* [OBJECTIVE]:
Convert the listing below into a numbered list, omitting any blank lines.
>> Start INPUT DATA
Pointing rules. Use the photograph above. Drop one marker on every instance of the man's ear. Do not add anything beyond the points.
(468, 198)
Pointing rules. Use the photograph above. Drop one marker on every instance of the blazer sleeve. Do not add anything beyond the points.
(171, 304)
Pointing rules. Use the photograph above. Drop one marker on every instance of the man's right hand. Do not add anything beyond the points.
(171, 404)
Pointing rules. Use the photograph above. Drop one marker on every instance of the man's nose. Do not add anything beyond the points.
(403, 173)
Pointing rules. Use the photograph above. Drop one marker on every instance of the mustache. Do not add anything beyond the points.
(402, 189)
>> End INPUT DATA
* [THE OUTPUT]:
1. Pointing rules. Use the photograph above. Drop one marker on every instance of the man's ear. Do not add anything beyond the points.
2. (468, 198)
3. Pointing rules. Use the photograph above. Drop one marker on every instance of the blazer sleeve. Do not add anything beyond the points.
4. (171, 304)
5. Pointing rules. Use the photograph above. Drop one marker on every instance of the man's right hand. Do not add anything beyond the points.
6. (171, 404)
7. Pointing rules. Use the photograph above. Drop one marker on every instance of the man's nose. Do not add anything beyond the points.
8. (403, 173)
9. Pointing rules. Use the photograph above. Drop one marker on every instance of the mustache. Do not add anything beyond the points.
10. (402, 189)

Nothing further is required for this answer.